» **Given task**:
Please reproduce all of the material below word for word, leaving out the pictures.

begin Records for processing

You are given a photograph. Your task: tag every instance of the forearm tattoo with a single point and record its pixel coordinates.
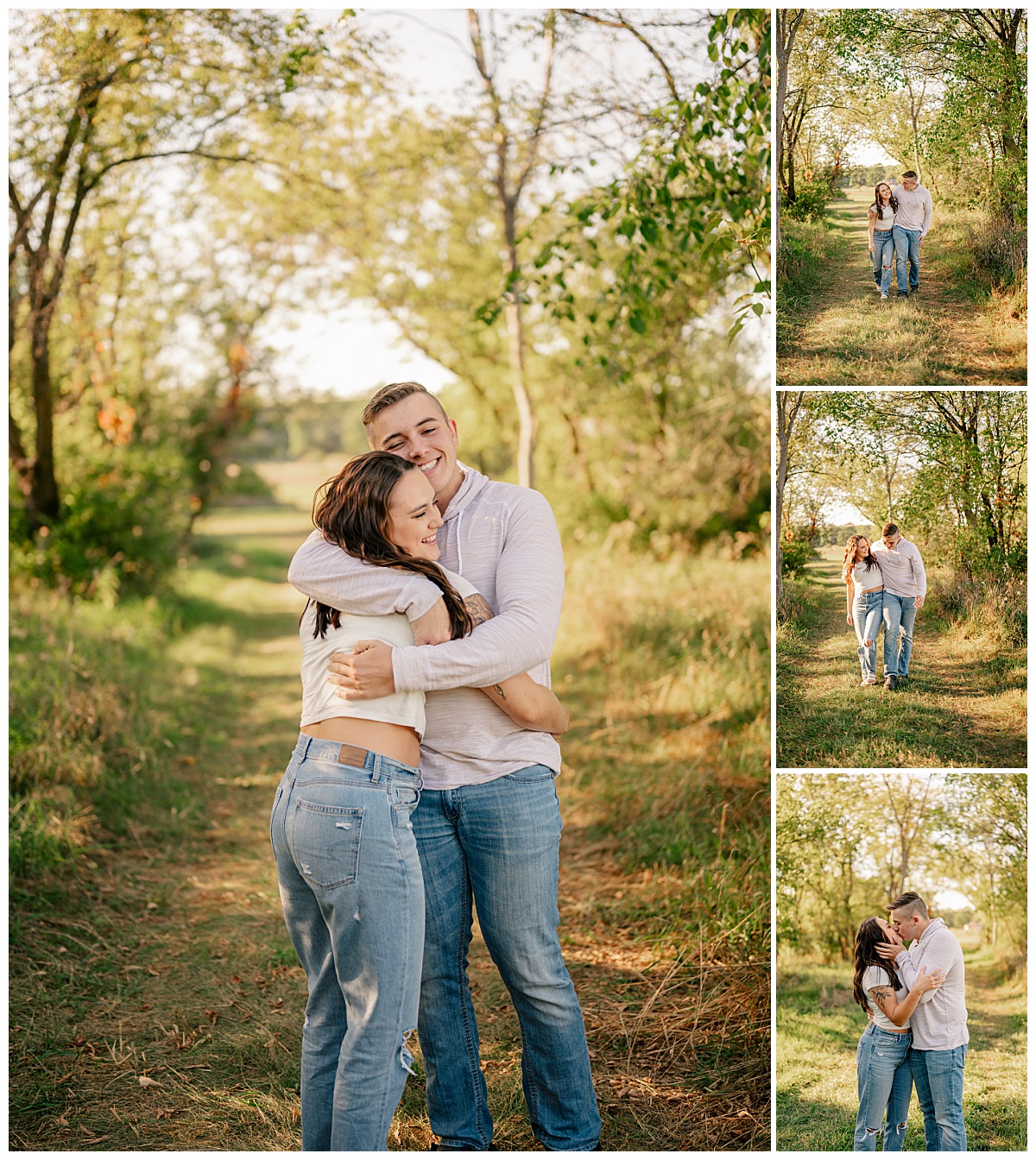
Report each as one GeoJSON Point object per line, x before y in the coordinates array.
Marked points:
{"type": "Point", "coordinates": [479, 608]}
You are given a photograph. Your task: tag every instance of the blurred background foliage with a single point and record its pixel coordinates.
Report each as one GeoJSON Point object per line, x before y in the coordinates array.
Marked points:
{"type": "Point", "coordinates": [185, 184]}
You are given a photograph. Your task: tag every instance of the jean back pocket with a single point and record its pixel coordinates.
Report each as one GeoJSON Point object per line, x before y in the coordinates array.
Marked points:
{"type": "Point", "coordinates": [325, 842]}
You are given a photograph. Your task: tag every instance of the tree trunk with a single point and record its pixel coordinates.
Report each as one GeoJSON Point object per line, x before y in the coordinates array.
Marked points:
{"type": "Point", "coordinates": [788, 21]}
{"type": "Point", "coordinates": [43, 502]}
{"type": "Point", "coordinates": [516, 354]}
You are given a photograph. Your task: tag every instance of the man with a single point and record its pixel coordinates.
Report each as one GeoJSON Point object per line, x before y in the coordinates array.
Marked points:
{"type": "Point", "coordinates": [913, 219]}
{"type": "Point", "coordinates": [488, 825]}
{"type": "Point", "coordinates": [905, 583]}
{"type": "Point", "coordinates": [938, 1022]}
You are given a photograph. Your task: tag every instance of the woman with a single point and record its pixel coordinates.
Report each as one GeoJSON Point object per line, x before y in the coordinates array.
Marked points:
{"type": "Point", "coordinates": [862, 577]}
{"type": "Point", "coordinates": [880, 219]}
{"type": "Point", "coordinates": [883, 1075]}
{"type": "Point", "coordinates": [347, 862]}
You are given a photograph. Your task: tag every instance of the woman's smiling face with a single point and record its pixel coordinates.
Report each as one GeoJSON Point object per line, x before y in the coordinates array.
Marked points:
{"type": "Point", "coordinates": [414, 518]}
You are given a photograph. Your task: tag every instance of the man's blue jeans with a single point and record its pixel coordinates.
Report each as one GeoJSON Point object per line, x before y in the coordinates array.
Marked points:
{"type": "Point", "coordinates": [498, 843]}
{"type": "Point", "coordinates": [883, 1085]}
{"type": "Point", "coordinates": [898, 614]}
{"type": "Point", "coordinates": [883, 260]}
{"type": "Point", "coordinates": [351, 887]}
{"type": "Point", "coordinates": [907, 249]}
{"type": "Point", "coordinates": [938, 1076]}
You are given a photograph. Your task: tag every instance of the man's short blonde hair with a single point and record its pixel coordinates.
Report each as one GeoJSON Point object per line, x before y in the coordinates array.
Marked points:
{"type": "Point", "coordinates": [395, 392]}
{"type": "Point", "coordinates": [912, 904]}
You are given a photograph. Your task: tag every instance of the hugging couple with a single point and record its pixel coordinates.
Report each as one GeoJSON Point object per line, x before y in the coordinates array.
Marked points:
{"type": "Point", "coordinates": [885, 583]}
{"type": "Point", "coordinates": [917, 1028]}
{"type": "Point", "coordinates": [422, 785]}
{"type": "Point", "coordinates": [898, 219]}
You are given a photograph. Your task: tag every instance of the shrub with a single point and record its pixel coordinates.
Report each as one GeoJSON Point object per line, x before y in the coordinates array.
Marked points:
{"type": "Point", "coordinates": [796, 552]}
{"type": "Point", "coordinates": [982, 608]}
{"type": "Point", "coordinates": [996, 250]}
{"type": "Point", "coordinates": [811, 199]}
{"type": "Point", "coordinates": [121, 526]}
{"type": "Point", "coordinates": [88, 690]}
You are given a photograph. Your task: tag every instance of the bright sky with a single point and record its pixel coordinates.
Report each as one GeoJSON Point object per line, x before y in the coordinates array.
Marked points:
{"type": "Point", "coordinates": [357, 350]}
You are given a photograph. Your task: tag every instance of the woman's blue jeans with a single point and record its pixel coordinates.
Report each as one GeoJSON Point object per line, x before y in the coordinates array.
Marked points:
{"type": "Point", "coordinates": [496, 843]}
{"type": "Point", "coordinates": [900, 614]}
{"type": "Point", "coordinates": [867, 619]}
{"type": "Point", "coordinates": [883, 1083]}
{"type": "Point", "coordinates": [354, 903]}
{"type": "Point", "coordinates": [883, 255]}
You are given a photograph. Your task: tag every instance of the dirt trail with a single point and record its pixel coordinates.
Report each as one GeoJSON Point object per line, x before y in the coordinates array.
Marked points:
{"type": "Point", "coordinates": [162, 1008]}
{"type": "Point", "coordinates": [843, 334]}
{"type": "Point", "coordinates": [958, 709]}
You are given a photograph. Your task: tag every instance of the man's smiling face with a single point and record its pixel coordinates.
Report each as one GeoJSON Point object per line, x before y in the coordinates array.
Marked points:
{"type": "Point", "coordinates": [417, 429]}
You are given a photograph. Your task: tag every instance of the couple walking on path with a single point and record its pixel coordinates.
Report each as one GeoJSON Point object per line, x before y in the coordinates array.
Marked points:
{"type": "Point", "coordinates": [885, 583]}
{"type": "Point", "coordinates": [917, 1028]}
{"type": "Point", "coordinates": [422, 785]}
{"type": "Point", "coordinates": [898, 221]}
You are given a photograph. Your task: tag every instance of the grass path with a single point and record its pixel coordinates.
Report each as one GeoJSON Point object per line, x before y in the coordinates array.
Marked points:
{"type": "Point", "coordinates": [837, 332]}
{"type": "Point", "coordinates": [964, 705]}
{"type": "Point", "coordinates": [818, 1027]}
{"type": "Point", "coordinates": [157, 1001]}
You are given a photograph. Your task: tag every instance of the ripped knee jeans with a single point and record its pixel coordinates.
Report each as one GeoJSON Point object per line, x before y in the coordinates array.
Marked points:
{"type": "Point", "coordinates": [354, 905]}
{"type": "Point", "coordinates": [867, 620]}
{"type": "Point", "coordinates": [884, 1085]}
{"type": "Point", "coordinates": [883, 255]}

end Records for processing

» **Output**:
You are given a photograph. Your task: tag every instance of the forearm tattoo with a single point and record its pixel coordinates.
Report each as one GeoJSON Point object per line, x before y in the coordinates array.
Marked points:
{"type": "Point", "coordinates": [479, 608]}
You are given a photograph. Your task: tag every instance of the blurred background foliage with a single point and record its pixel coordinates.
Report each as one GeoJSON Point object per line, x before y in the coordinates array.
Marked points:
{"type": "Point", "coordinates": [185, 184]}
You are given a photograph. Your task: tag every instance of the jean back pocket with a single point and record its pixel coordinates.
Report each as one GeoJSON Point object per line, x before y in the coordinates array.
Marked points:
{"type": "Point", "coordinates": [325, 842]}
You are given a photograph. Your task: tag every instance of the tree trunk with a single point and record its pixel coordinates.
Report each as one GeoJSON Point object per line, x before y in the coordinates array.
Marked points:
{"type": "Point", "coordinates": [788, 21]}
{"type": "Point", "coordinates": [43, 502]}
{"type": "Point", "coordinates": [516, 354]}
You are given a photograph. Your task: tag every instance of the man with a single point and record its pixel coordinates.
Report each as one GeoJSON Point object per line, x before y in the coordinates array.
Marked points:
{"type": "Point", "coordinates": [913, 219]}
{"type": "Point", "coordinates": [488, 825]}
{"type": "Point", "coordinates": [905, 583]}
{"type": "Point", "coordinates": [938, 1022]}
You are given a photograph. Your task: tag every instance of the woman with a single point and record its pixel coordinates.
Report each as one GeoJSON Point object per line, x before y in the coordinates array.
Marked points:
{"type": "Point", "coordinates": [862, 577]}
{"type": "Point", "coordinates": [880, 219]}
{"type": "Point", "coordinates": [883, 1075]}
{"type": "Point", "coordinates": [347, 862]}
You are given a photograph. Your task: tag every instance of the woman's smiling face with a single point and record its pixel coordinates.
Report each as one GeoJSON Point object per line, x before y in the coordinates array.
Marked points:
{"type": "Point", "coordinates": [414, 518]}
You are given a photograph. Your task: tag every instance of the man's blue jeans with a single point and record its pixel coordinates.
Report each as one GeoJSON Point object per line, x before y in the coordinates array.
Marked points:
{"type": "Point", "coordinates": [498, 843]}
{"type": "Point", "coordinates": [883, 1085]}
{"type": "Point", "coordinates": [898, 614]}
{"type": "Point", "coordinates": [883, 260]}
{"type": "Point", "coordinates": [351, 887]}
{"type": "Point", "coordinates": [907, 249]}
{"type": "Point", "coordinates": [938, 1076]}
You are given a photograph. Your task: tag every instance of the man's short blonde hair with a single point and record its pixel coordinates.
Report each as one GeoJSON Point object per line, x before y in the coordinates array.
Marked points:
{"type": "Point", "coordinates": [395, 392]}
{"type": "Point", "coordinates": [912, 904]}
You are given a photograph. Your task: tag every instance of the hugging couple with a single point and record its pixel coordinates.
Report each as one GeoJSON Point object per line, x before y in the coordinates array.
Marked points:
{"type": "Point", "coordinates": [885, 583]}
{"type": "Point", "coordinates": [917, 1028]}
{"type": "Point", "coordinates": [422, 785]}
{"type": "Point", "coordinates": [898, 219]}
You are given a photograph. Your task: tag every instance of the shrub with a single point and record its pixel coordinates.
Report each as one GeoJSON Point object per line, x before y in the coordinates array.
Marked points:
{"type": "Point", "coordinates": [796, 552]}
{"type": "Point", "coordinates": [982, 608]}
{"type": "Point", "coordinates": [996, 250]}
{"type": "Point", "coordinates": [811, 199]}
{"type": "Point", "coordinates": [121, 526]}
{"type": "Point", "coordinates": [88, 690]}
You are given a photograph. Your task: tag every instance of the bright sky with a single point and record its pixel coordinates.
Report each as one GeoJSON Point object per line, x before y in the coordinates array.
Marked points:
{"type": "Point", "coordinates": [357, 350]}
You are given a photograph. Your task: tag every instance of the woman's blue jeans with a single point and record its pixel coordinates.
Report each as one GeoJSON Point object per line, x before y in the coordinates array.
Marked points:
{"type": "Point", "coordinates": [496, 843]}
{"type": "Point", "coordinates": [900, 614]}
{"type": "Point", "coordinates": [867, 619]}
{"type": "Point", "coordinates": [883, 1083]}
{"type": "Point", "coordinates": [354, 903]}
{"type": "Point", "coordinates": [883, 255]}
You are given a photograph. Your task: tag every instance of the dirt trail with a single point and record its pixel coordinates.
Report each as one GeoJSON Point object per line, x before y in the coordinates array.
Marked points:
{"type": "Point", "coordinates": [162, 1008]}
{"type": "Point", "coordinates": [843, 334]}
{"type": "Point", "coordinates": [958, 709]}
You are given a photograph. Your task: tag every instance of the man's smiling face with a single point and record its pixel coordinates.
Report each as one GeoJSON Point object per line, x before y in the coordinates array.
Marked points:
{"type": "Point", "coordinates": [417, 429]}
You are given a photograph. Your task: tag every instance of the couple walking on path with a single point and record its pixel coordinates.
Report each as one GeoJSON Point object per line, x before y in the coordinates array.
Marked points:
{"type": "Point", "coordinates": [885, 583]}
{"type": "Point", "coordinates": [917, 1028]}
{"type": "Point", "coordinates": [422, 785]}
{"type": "Point", "coordinates": [898, 221]}
You are given a photograph. Your task: tag every instance of the grass path with a single point and record its pixel coordinates.
Report each as one GeoJSON Point object per line, x before y in the coordinates array.
Marked points:
{"type": "Point", "coordinates": [837, 332]}
{"type": "Point", "coordinates": [964, 705]}
{"type": "Point", "coordinates": [818, 1027]}
{"type": "Point", "coordinates": [157, 1001]}
You are given a photograph. Your task: tag every instance of the ripped knee jeans with a single point and record its pixel coordinates.
Report each as one GeoJSON Point object per line, x before y in the coordinates array.
Marked points:
{"type": "Point", "coordinates": [354, 905]}
{"type": "Point", "coordinates": [867, 620]}
{"type": "Point", "coordinates": [884, 1085]}
{"type": "Point", "coordinates": [883, 255]}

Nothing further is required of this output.